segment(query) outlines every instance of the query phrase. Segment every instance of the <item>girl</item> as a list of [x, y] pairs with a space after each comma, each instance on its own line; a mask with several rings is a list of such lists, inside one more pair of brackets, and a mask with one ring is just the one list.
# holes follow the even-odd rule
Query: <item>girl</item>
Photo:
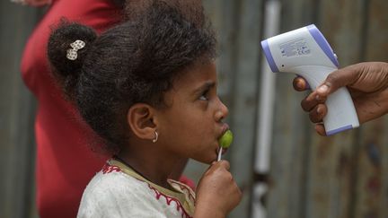
[[[215, 47], [208, 27], [158, 1], [100, 37], [67, 22], [51, 34], [55, 78], [115, 154], [84, 190], [78, 217], [225, 217], [236, 206], [228, 162], [213, 162], [228, 129]], [[187, 158], [212, 164], [196, 193], [168, 179]]]

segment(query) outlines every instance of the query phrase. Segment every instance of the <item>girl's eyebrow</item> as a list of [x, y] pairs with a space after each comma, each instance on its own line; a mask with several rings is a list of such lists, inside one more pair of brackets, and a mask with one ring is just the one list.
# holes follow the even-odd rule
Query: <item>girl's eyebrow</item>
[[193, 92], [193, 93], [194, 94], [202, 93], [204, 91], [209, 90], [211, 88], [214, 88], [215, 86], [216, 86], [216, 82], [207, 81], [201, 86], [199, 86], [198, 88], [195, 89], [194, 92]]

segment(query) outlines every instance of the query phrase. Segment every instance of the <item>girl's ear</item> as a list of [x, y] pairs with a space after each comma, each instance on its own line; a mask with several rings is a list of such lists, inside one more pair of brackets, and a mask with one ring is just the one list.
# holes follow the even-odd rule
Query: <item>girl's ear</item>
[[132, 132], [139, 138], [153, 140], [157, 125], [154, 119], [154, 109], [145, 103], [137, 103], [127, 113], [127, 122]]

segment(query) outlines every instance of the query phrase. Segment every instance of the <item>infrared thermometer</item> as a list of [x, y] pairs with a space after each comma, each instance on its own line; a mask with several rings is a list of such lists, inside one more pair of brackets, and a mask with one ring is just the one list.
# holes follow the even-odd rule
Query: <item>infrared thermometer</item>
☆ ☆ ☆ ☆ ☆ ☆ ☆
Task goal: Reproduce the material from the line containing "of the <item>infrared" through the end of the material, substituting "camera" for "thermometer" and leaving everything else unchanged.

Full solution:
segment(query) outlines every instance of the query phrase. Segment every instance of the <item>infrared camera</item> as a list of [x, y] pairs with a space after each comma, each instance on its own line; a mask with several rings is a list of such lists, inside one more pair of brackets, and a mask with one ring is just the one list.
# holes follow the even-odd rule
Query: <item>infrared camera</item>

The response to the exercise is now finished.